• **Dataset records**:
____________________

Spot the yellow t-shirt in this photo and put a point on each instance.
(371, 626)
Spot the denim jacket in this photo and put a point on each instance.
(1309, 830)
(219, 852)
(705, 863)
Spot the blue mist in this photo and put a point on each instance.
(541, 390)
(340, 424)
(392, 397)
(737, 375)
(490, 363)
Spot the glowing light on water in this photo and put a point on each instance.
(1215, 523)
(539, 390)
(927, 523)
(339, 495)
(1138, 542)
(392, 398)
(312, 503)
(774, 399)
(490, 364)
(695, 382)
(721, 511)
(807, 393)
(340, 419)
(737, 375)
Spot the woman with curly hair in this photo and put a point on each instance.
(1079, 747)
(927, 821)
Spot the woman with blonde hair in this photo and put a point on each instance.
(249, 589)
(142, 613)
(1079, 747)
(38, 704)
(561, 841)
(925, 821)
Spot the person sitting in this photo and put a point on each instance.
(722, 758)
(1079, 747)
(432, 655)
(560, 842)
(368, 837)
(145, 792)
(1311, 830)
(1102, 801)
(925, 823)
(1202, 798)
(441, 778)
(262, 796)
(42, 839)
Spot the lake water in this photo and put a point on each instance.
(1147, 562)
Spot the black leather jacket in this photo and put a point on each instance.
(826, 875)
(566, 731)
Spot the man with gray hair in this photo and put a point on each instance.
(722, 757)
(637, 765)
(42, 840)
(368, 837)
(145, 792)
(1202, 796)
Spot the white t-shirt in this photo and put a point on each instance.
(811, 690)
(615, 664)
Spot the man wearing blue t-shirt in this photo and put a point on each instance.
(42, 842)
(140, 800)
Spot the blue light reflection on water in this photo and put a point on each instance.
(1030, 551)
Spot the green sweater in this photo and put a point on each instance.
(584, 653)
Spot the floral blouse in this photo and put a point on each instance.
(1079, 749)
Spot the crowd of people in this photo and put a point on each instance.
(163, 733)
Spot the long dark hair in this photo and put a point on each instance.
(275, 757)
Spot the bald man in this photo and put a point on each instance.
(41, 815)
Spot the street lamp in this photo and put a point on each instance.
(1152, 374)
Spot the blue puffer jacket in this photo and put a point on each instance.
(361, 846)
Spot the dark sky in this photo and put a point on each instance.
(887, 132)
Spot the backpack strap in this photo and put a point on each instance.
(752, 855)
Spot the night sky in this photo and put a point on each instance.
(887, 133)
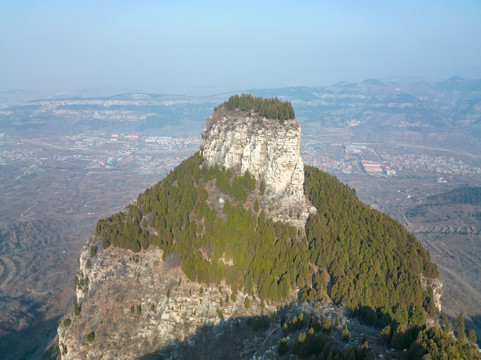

____________________

Starting from the line with "Spot the dark" and running through the last of the lines, write those lines out again with the requests included. Multiply every coordinate in the answers by 0.25, round to whole numbers with halves going up, and leave out the pictures.

Spot the dark sky in this photo and put a point on each instance.
(222, 33)
Spot the backpack strap in this photo and put a point on each instance.
(188, 214)
Spot the night sky in this photo and put a point on each instance.
(222, 33)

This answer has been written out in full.